[Collection entries]

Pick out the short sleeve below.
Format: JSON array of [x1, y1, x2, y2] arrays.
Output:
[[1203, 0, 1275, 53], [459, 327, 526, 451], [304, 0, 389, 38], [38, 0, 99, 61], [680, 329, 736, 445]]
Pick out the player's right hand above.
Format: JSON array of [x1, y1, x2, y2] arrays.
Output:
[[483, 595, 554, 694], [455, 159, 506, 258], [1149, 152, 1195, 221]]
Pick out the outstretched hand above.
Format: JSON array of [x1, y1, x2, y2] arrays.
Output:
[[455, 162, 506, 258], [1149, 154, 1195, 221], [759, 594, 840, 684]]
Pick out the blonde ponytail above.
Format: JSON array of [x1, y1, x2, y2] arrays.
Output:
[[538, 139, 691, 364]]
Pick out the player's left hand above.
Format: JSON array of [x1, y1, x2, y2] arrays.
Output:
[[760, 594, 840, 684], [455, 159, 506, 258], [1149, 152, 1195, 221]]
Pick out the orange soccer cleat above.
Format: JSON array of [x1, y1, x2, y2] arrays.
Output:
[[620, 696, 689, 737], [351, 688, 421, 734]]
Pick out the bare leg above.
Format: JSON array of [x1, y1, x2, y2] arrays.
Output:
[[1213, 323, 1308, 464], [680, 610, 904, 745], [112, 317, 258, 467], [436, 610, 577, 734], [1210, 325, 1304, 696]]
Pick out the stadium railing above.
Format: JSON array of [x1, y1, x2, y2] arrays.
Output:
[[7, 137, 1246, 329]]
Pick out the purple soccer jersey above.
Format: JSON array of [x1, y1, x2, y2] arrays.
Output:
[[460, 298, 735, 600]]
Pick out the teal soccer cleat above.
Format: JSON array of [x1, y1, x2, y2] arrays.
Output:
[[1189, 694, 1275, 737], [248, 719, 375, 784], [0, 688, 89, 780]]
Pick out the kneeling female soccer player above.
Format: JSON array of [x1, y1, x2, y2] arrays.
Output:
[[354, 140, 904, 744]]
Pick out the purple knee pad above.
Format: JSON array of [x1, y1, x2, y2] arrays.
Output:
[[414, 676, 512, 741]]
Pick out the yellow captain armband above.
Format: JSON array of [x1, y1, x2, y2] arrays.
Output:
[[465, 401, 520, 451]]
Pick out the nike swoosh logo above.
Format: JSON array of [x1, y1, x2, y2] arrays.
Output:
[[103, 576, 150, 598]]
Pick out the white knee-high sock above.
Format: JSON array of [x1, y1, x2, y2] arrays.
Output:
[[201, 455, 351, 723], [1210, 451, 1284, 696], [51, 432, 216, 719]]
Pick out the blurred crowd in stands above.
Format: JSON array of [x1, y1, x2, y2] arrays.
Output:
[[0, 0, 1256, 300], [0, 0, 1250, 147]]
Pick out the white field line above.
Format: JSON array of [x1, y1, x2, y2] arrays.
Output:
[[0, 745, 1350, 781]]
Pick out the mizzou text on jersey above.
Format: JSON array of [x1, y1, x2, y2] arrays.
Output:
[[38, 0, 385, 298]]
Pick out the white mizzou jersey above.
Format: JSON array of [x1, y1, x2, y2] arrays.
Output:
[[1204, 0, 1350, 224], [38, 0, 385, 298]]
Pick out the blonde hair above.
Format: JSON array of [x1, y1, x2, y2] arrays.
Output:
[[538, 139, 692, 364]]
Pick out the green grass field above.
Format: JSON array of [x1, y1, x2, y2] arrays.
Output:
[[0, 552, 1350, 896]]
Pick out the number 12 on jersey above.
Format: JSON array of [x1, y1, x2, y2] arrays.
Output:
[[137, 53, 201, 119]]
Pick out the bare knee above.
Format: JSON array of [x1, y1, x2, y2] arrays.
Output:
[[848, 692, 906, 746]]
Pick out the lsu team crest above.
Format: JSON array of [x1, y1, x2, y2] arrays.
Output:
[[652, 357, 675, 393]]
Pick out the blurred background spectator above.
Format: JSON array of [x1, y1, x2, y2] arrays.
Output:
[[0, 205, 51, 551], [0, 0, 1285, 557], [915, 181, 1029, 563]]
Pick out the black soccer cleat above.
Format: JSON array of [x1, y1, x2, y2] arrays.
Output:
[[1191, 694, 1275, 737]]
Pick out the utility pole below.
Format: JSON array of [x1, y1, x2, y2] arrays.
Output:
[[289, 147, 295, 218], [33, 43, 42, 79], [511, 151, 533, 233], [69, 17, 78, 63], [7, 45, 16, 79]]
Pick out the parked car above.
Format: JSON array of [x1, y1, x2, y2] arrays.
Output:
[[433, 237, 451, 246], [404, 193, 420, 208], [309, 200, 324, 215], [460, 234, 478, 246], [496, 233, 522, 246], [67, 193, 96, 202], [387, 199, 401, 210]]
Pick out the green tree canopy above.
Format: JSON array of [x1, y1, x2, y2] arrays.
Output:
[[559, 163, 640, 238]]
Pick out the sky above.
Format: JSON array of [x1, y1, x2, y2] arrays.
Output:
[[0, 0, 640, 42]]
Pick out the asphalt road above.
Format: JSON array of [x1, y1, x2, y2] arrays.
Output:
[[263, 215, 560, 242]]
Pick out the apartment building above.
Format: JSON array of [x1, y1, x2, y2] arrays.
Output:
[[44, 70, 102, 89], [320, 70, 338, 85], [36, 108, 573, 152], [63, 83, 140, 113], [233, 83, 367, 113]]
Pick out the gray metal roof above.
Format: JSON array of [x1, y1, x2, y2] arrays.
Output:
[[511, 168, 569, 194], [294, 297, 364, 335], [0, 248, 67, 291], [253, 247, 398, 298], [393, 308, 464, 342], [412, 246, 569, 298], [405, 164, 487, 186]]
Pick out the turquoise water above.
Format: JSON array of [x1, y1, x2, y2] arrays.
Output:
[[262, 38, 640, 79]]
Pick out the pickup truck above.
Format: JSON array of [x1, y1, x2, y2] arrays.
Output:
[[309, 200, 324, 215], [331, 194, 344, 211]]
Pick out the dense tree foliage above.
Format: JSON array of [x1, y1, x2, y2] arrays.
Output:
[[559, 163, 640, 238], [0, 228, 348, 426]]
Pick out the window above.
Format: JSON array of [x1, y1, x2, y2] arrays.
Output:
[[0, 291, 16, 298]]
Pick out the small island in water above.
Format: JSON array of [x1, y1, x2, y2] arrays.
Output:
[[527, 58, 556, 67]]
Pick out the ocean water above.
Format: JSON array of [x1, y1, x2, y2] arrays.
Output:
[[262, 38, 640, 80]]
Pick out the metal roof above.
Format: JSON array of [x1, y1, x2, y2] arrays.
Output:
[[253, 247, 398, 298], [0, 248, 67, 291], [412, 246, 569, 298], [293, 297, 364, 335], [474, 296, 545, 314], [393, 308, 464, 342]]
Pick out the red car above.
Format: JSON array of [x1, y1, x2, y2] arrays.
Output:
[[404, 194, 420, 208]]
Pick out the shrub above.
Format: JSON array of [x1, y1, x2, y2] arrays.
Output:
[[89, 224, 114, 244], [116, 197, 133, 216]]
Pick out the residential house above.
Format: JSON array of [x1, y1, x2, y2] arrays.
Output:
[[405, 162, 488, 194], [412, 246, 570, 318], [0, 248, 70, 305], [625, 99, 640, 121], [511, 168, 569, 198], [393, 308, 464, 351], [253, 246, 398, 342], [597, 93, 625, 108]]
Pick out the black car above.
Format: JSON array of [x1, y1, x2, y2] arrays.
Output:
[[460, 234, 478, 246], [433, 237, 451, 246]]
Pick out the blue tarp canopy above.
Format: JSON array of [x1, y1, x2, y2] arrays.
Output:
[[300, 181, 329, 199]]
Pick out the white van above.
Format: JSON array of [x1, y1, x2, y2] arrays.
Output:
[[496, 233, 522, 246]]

**Task brief:** Please list each line of the items above that contains the string "mizzou". Case counts.

**Exercise answer:**
Pick out the mizzou text on jersey above.
Pick out the white mizzou jersey above.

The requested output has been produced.